**Tekst do czytania:**

Jan Gacek: Kto był pomysłodawcą nakręcenia filmu "Przerwany sen"?
Krzysztof Cegielski: Inicjatywa należała do Grześka Milko i Filipa Surmy, dziennikarzy stacji Canal +. Długo namawiali mnie do swojego pomysłu. Miałem poważne wątpliwości czy jestem odpowiednią osobą z odpowiednią historią by angażować wielu fachowców ze świata filmu. W końcu jednak uległem podporządkowując się w pełni wszystkim wymaganiom stawianym przez producentów i reżysera.
Dlaczego film powstawał tak długo?
- Każdy doskonały film powstaje długo. Czekaliśmy na odpowiednich konkurentów do nominacji oscarowych. A tak na poważnie to film powstawał długo z kilku powodów. Reżyser, Grzesiek Milko chciał, żeby wszystko było zrobione w sposób profesjonalny, by wszystkie sceny były grane tak jak sobie wyobrażał. Zwracał więc uwagę na wszystkie szczegóły, by każde miejsce było odpowiednie, by pogoda było odpowiednia, by wszystkie okoliczności były zgodne z jego koncepcją. Tak więc organizacja niektórych scen trochę trwała. Tak było choćby z poszukiwaniem odpowiedniego basenu w którym kręciliśmy zdjęcia. Robiliśmy to przez cały dzień mając obiekt wyłącznie do swojej dyspozycji. Takich sytuacji było wiele. Reżyser chciał też by wszystkie osoby, które pracują przy filmie były na dany dzień dostępne ponieważ miał do nich zaufanie.

**Wyodrębnione informacje:**
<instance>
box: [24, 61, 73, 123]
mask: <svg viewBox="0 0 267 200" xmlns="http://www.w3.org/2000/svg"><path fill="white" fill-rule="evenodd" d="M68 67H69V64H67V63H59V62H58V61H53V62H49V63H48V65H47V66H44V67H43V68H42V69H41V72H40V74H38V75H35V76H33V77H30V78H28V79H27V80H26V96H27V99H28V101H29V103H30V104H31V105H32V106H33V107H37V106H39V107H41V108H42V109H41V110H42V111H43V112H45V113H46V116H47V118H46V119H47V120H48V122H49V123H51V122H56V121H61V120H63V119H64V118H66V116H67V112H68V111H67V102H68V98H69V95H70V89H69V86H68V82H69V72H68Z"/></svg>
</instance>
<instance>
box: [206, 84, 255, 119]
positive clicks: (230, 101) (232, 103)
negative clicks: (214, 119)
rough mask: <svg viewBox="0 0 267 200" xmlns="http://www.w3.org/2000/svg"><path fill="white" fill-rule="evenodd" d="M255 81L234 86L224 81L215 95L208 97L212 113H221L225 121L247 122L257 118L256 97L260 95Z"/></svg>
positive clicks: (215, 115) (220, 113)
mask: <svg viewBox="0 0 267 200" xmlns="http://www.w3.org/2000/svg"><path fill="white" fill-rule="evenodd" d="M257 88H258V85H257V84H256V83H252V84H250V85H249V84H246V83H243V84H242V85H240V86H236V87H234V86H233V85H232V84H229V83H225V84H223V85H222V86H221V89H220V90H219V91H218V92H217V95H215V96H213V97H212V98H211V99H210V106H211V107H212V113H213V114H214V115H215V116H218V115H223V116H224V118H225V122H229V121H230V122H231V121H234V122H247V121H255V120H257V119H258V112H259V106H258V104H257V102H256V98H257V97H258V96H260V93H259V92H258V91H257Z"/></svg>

==

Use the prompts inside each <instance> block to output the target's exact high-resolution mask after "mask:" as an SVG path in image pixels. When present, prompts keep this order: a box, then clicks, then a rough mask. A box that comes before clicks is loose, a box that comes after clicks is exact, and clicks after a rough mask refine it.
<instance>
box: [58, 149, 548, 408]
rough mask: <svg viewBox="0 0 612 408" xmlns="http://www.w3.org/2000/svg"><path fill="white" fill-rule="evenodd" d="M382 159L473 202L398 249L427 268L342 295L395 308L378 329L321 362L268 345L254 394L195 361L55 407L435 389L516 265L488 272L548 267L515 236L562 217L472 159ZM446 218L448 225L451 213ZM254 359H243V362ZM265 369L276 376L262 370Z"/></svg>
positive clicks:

* * *

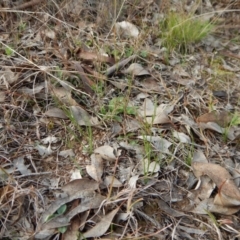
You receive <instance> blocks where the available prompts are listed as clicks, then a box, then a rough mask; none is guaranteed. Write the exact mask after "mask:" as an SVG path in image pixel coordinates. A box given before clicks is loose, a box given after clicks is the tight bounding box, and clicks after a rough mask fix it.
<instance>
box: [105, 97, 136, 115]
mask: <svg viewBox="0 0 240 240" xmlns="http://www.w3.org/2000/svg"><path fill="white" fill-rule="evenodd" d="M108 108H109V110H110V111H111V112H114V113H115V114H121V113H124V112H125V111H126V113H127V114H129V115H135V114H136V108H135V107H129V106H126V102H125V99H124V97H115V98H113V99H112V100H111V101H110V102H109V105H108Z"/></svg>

**Pytania do materiału:**
1) Powtórz dokładnie fragment wywiadu o powstawaniu filmu. Zacznij od słów „- Każdy doskonały” i zakończ na słowach „do nich zaufanie.”.
2) Odtwórz wiernie tylko te wiersze wpisów, które zaczynają się od wiersza zawierającego „Use the prompts”, a kończą na wierszu z „box: [58, 149, 548, 408]”. Oba wiersze graniczne mają się znaleźć w odpowiedzi.

**Lista odpowiedzi:**
1)
- Każdy doskonały film powstaje długo. Czekaliśmy na odpowiednich konkurentów do nominacji oscarowych. A tak na poważnie to film powstawał długo z kilku powodów. Reżyser, Grzesiek Milko chciał, żeby wszystko było zrobione w sposób profesjonalny, by wszystkie sceny były grane tak jak sobie wyobrażał. Zwracał więc uwagę na wszystkie szczegóły, by każde miejsce było odpowiednie, by pogoda było odpowiednia, by wszystkie okoliczności były zgodne z jego koncepcją. Tak więc organizacja niektórych scen trochę trwała. Tak było choćby z poszukiwaniem odpowiedniego basenu w którym kręciliśmy zdjęcia. Robiliśmy to przez cały dzień mając obiekt wyłącznie do swojej dyspozycji. Takich sytuacji było wiele. Reżyser chciał też by wszystkie osoby, które pracują przy filmie były na dany dzień dostępne ponieważ miał do nich zaufanie.

2)
Use the prompts inside each <instance> block to output the target's exact high-resolution mask after "mask:" as an SVG path in image pixels. When present, prompts keep this order: a box, then clicks, then a rough mask. A box that comes before clicks is loose, a box that comes after clicks is exact, and clicks after a rough mask refine it.
<instance>
box: [58, 149, 548, 408]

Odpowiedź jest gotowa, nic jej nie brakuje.